##### READING TEXT #####
TRUE-TERNARY-REFACTOR11

Date: 2026-05-19

Scope

Final readiness pass for the platform-style ARB tree:

Hit the exact 1.5B logical ternary weight target.
Keep imported DINOv2/Moonshine sidecars frozen and int8-quantized.
Make graph/VQ/MoE wiring consistent with the current config.
Repair strict ternary training, standalone modality training, and LoRA finetuning entrypoints.
Verify CUDA kernel paths and smoke-test training without restoring hidden FP master weights.

Architecture Changes

CODEBOOK_SIZE is now 34108.
MOE_SHARED_INTER is now 21216.
Full multimodal ARB audit now lands at exactly 1,500,000,000 logical ternary weights.
The exact count includes MoE shared-width RMS ternary state; the final VQ codebook size compensates for that extra per-width ternary state.
ARBModel now wires graph vocab size from MultimodalVQBridge.total_codebook_size instead of the old hardcoded 16384.
##### MATERIAL #####
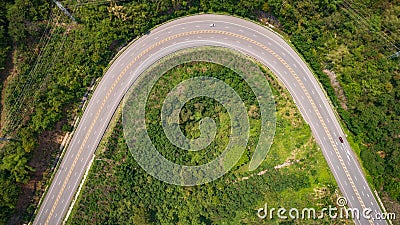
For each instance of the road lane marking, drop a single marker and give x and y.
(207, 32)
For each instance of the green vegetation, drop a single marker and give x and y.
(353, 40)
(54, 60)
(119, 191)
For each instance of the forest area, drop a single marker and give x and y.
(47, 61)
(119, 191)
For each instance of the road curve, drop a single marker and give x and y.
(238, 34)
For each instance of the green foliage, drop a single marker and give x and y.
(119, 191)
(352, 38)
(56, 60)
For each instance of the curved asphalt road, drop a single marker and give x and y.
#####
##### MATERIAL #####
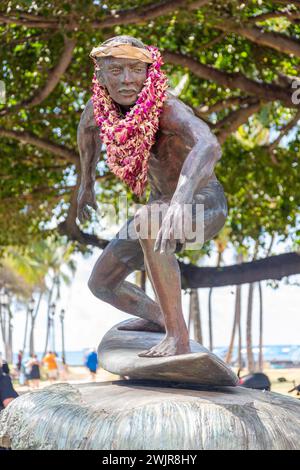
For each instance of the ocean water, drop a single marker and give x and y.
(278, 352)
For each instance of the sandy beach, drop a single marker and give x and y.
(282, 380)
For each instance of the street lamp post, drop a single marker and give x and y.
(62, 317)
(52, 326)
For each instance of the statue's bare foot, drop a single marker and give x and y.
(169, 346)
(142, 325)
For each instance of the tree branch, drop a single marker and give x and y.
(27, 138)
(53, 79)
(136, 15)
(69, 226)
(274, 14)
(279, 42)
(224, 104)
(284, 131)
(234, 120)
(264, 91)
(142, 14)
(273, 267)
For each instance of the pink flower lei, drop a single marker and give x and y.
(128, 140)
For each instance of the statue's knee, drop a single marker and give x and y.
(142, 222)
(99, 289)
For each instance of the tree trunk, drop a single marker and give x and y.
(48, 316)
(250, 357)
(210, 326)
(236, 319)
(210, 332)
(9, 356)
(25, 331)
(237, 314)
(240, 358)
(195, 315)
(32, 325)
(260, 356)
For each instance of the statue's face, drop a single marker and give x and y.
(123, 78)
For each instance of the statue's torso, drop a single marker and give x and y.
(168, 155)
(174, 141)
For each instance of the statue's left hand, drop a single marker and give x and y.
#####
##### MATERIAL #####
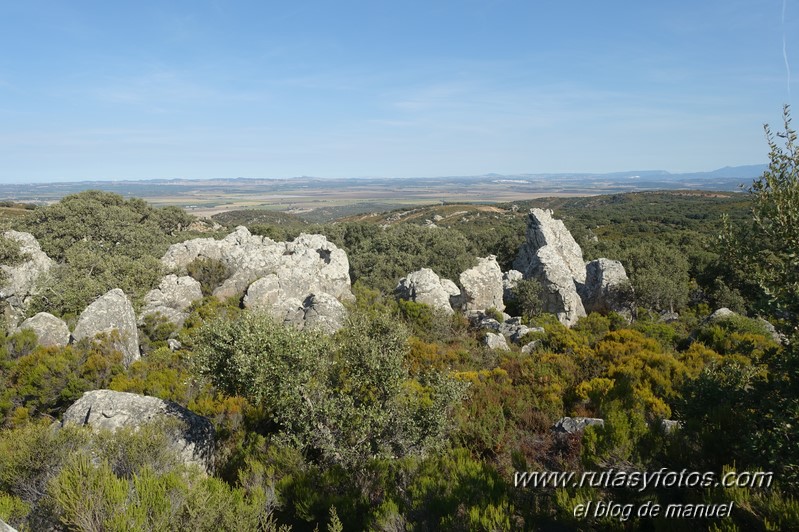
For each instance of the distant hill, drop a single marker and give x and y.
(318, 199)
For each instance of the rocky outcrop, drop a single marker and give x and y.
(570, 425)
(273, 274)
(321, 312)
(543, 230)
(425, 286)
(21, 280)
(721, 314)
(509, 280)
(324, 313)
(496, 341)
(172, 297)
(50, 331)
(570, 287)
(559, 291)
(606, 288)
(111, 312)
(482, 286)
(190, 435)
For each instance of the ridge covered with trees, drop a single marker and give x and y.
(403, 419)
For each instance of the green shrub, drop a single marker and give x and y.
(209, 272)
#####
PARTS OF THE EXERCISE:
1. In the changelog, reproduce word for word the passage that begins at the words "Repair strict ternary" and stops after the words "is now 21216.".
2. Render this sentence from the changelog into French: "Full multimodal ARB audit now lands at exactly 1,500,000,000 logical ternary weights."
3. According to the changelog, what is the final VQ codebook size meant to compensate for? Answer in one to three sentences.

ANSWERS TO THE EXERCISES:
1.
Repair strict ternary training, standalone modality training, and LoRA finetuning entrypoints.
Verify CUDA kernel paths and smoke-test training without restoring hidden FP master weights.

Architecture Changes

CODEBOOK_SIZE is now 34108.
MOE_SHARED_INTER is now 21216.

2. L'audit complet de l'ARB multimodal aboutit désormais à exactement 1 500 000 000 poids ternaires logiques.

3. The exact weight count includes the MoE shared-width RMS ternary state. The final VQ codebook size compensates for that extra per-width ternary state, so the audit lands at exactly 1,500,000,000 logical ternary weights.